• **What the task asks**
Reproduce each of the lines below word for word, in the same order.

• **Data extract**
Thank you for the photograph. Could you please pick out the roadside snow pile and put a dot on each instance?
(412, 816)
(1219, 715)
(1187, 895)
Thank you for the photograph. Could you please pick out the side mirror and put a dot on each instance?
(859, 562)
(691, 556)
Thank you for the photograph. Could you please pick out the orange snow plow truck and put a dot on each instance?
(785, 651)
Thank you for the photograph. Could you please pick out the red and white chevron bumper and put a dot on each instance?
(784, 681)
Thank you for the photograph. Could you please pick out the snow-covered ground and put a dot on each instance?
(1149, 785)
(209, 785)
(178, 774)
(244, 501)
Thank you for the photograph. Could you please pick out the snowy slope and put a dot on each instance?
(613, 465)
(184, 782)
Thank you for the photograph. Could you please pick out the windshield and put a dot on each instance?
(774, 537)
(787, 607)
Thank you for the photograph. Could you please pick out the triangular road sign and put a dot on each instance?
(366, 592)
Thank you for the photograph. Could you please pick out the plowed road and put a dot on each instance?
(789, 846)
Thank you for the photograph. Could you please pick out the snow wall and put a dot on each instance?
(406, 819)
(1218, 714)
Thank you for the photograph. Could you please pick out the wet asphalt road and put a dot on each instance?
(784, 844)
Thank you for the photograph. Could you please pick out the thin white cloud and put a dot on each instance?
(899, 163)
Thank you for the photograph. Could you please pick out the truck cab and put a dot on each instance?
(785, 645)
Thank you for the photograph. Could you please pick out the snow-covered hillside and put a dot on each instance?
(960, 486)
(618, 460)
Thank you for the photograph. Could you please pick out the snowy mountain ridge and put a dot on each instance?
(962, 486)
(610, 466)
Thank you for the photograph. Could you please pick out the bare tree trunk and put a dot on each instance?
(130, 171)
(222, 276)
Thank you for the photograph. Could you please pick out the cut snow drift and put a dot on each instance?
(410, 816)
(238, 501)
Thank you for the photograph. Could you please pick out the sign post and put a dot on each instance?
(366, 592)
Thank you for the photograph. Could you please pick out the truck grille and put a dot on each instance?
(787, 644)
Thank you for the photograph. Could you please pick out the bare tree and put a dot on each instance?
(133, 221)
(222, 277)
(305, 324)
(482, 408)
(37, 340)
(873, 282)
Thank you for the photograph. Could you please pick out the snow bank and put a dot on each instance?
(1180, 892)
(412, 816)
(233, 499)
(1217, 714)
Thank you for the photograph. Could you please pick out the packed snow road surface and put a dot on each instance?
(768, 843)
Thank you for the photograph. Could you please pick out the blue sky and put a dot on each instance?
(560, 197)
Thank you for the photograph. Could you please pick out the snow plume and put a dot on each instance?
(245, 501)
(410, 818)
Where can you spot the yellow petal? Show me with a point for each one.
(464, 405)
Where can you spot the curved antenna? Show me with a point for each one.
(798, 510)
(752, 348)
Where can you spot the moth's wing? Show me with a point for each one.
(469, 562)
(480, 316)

• **The solution**
Thank you for the photograph. Could you please pick out the roadside snow pile and put a dot on each instance?
(412, 816)
(1219, 715)
(1187, 895)
Thank you for the photograph. Could you please pick out the side mirror and put a dot on each instance?
(859, 562)
(691, 556)
Thank you for the photograph. Could you please pick out the orange snow plow truck and put a dot on each instance?
(785, 651)
Thank you for the photograph. Could you please pick out the red and white chevron bumper and put a dot on each instance?
(784, 681)
Thank you for the photograph. Could you please pick out the snow-covered ground and put a dot on each instance?
(1149, 785)
(209, 785)
(178, 774)
(244, 501)
Thank you for the photograph. Could you please pick out the snowy slope and put a dot on each instance?
(613, 465)
(184, 782)
Thank you for the photograph. Could you please pick out the windshield and put a dot on each instance?
(774, 537)
(787, 607)
Thank you for the photograph. Could you please pick out the triangular road sign and put a dot on each instance?
(366, 592)
Thank you for the photograph. Could you please pick out the plowed road and put a dot on each instance?
(789, 846)
Thank you for the photograph. Could you please pick out the snow wall and put a dot on each instance?
(406, 819)
(1218, 714)
Thank you for the photograph. Could you please pick out the wet asphalt road and put a dot on each instance?
(784, 844)
Thank you for the photograph. Could you please pick out the thin white cloud and put a dot on each instance?
(899, 163)
Thank you for the photograph. Could you please pick out the truck cab and put a dot on each instance?
(785, 645)
Thank you for the photograph. Could you please pick out the snow-covered hillside and put a dot on each instance?
(960, 486)
(618, 460)
Thank you for the photograph. Could you please pick out the snowy mountain ridge and put a dot on each instance?
(962, 486)
(610, 466)
Thank you for the photograph. Could you please pick out the bare tree trunk and put a dot on each instance?
(130, 171)
(222, 276)
Thank you for the photograph. Could you please pick out the cut snow drift and put a dot on each instance?
(410, 816)
(238, 501)
Thank you for the photograph. Could you please pick out the sign post and put a dot on each instance?
(366, 592)
Thank you for the photograph. Could you please pick out the truck grille and put a dot on each instance?
(787, 644)
Thank you for the photograph. Could you please pick out the bare tree and put a dot on each instance?
(133, 221)
(222, 277)
(305, 324)
(482, 408)
(37, 340)
(873, 282)
Thank you for the photograph. Could you please pick out the snow bank and put a dot on each instance?
(1180, 892)
(412, 816)
(233, 499)
(1217, 714)
Thank you for the photograph. Could you please pick out the packed snow road surface and put a dot on each instance?
(768, 843)
Thank you for the photograph. Could you please pick out the blue sky and put a dot on each instance?
(560, 197)
Thank you for the photograph. Could you please pick out the snow plume and put a dot on each instance?
(245, 501)
(410, 818)
Where can you spot the yellow petal? Show me with a point for each one.
(464, 405)
Where can you spot the curved antenna? Show me with a point for each one.
(798, 510)
(752, 348)
Where can you spot the moth's wing? Show me with a point for each one.
(469, 562)
(480, 316)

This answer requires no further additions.